Problems:
a) From the Terraform page, list every name defined inside the locals block.
b) Answer these from the Terraform page:
(i) What value is given to server in the locals block?
(ii) Which Terraform versions is the split-and-join workaround meant for?
(iii) What character is assigned to delim?
c) For each statement, say whether the Terraform page agrees:
(i) The error says the conditional operator cannot be used with list values.
(ii) The question has more than 20,000 views.
(iii) The split-and-join workaround is offered for Terraform 0.12 and later.

Reputation: 6208
I have two different lists list_a
and list_b
and I want to choose between them based on a value local.server
I've tried this and it doesn't work
locals {
server = "ubuntu"
list_a = "${list("aaa")}"
list_b = "${list("bbb")}"
chosen = "${local.server == "ubuntu" ? local.list_a : local.list_b}"
}
output "chosen" {
value = "${local.chosen}"
}
Error: Error asking for user input: 1 error(s) occurred:
* local.chosen: local.chosen: At column 3, line 1: conditional operator cannot be used with list values in:
${local.server == "ubuntu" ? local.list_a : local.list_b}
Upvotes: 3
Views: 10783
Reputation: 151
There is a nice workaround for those still using terraform < 0.12.x:
You can use split to create a string from a list, evaluate ternary then join to make it a list again.
a = ["list", "values", "for ubuntu"]
b = ["list", "values", "for others"]
new_list = "${split(",", local.server == "ubuntu" ? join(",", local.a) : join(",", local.b))}"
Upvotes: 1
Reputation: 6208
Interpolation only seems to work on strings so if we make the ternary expression return a string by joining an often unused character i.e. |
delim = "|"

Record set:

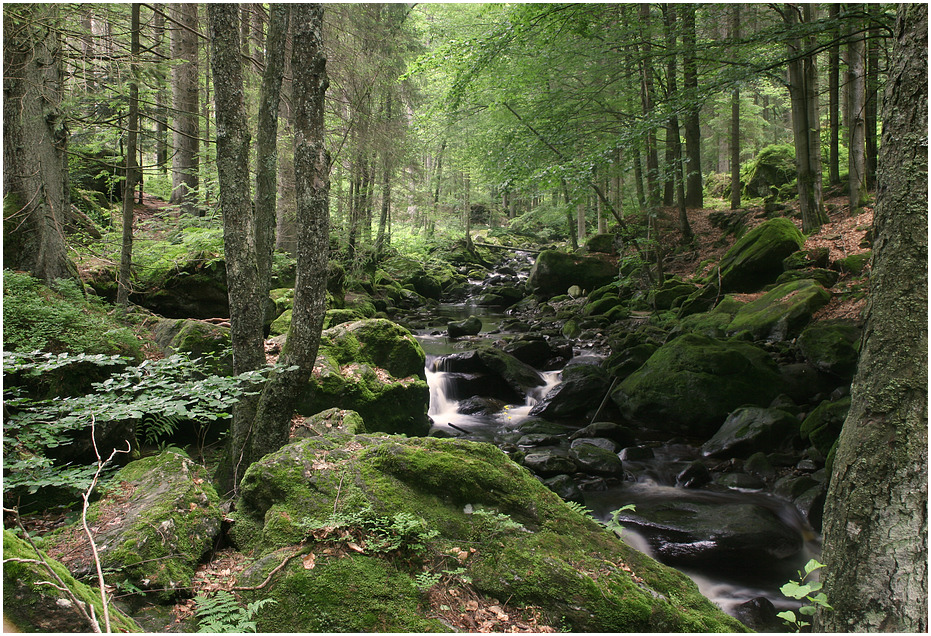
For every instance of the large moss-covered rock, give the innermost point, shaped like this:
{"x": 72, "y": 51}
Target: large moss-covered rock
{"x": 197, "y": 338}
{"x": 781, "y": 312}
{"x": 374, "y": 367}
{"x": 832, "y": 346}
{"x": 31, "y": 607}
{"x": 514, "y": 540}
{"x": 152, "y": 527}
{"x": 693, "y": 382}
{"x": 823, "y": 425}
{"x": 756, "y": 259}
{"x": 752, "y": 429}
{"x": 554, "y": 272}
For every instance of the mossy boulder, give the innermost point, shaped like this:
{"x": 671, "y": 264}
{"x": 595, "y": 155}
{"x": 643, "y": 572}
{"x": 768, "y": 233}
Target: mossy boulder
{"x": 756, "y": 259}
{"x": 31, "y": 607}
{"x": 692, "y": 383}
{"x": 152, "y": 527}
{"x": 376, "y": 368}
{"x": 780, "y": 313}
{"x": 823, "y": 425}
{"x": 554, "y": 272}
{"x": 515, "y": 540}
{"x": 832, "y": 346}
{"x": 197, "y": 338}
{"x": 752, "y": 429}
==
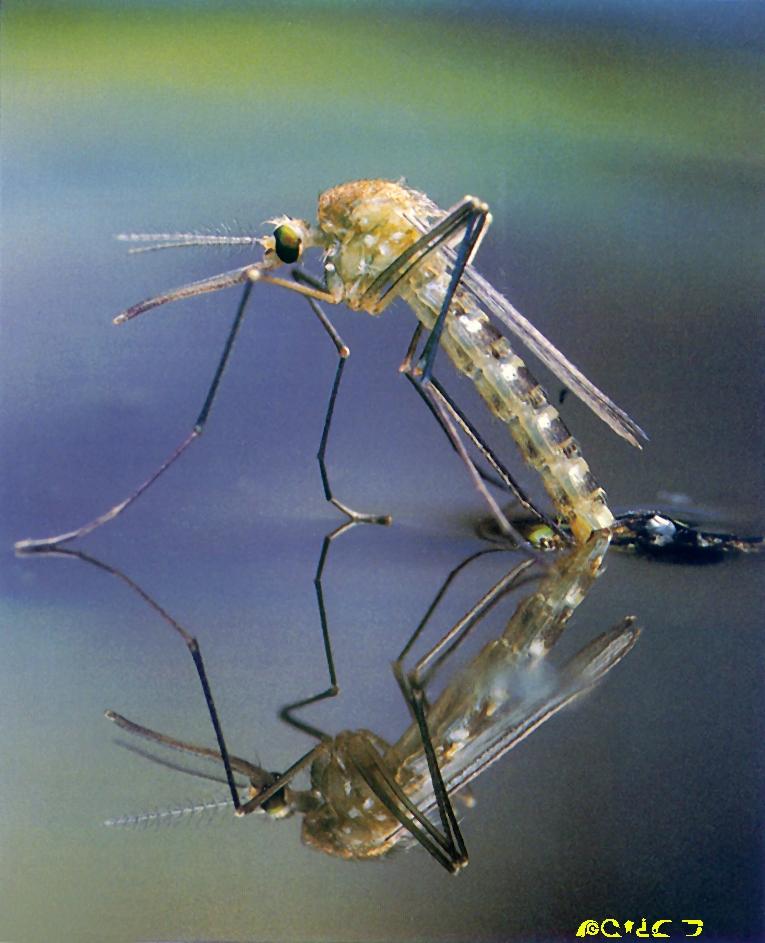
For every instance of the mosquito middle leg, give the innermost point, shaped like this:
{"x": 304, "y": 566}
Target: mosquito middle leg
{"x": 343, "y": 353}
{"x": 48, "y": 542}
* * *
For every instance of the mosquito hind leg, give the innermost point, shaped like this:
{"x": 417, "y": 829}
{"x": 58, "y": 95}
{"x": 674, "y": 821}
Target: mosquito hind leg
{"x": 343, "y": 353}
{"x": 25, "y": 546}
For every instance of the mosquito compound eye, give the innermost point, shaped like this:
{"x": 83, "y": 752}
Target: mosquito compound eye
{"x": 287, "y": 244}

Correct answers:
a) server, list_a, list_b, chosen

b)
(i) "ubuntu"
(ii) Versions below 0.12.x
(iii) |

c)
(i) Yes: "conditional operator cannot be used with list values"
(ii) No: "Views: 10783"
(iii) No: "for those still using terraform < 0.12.x"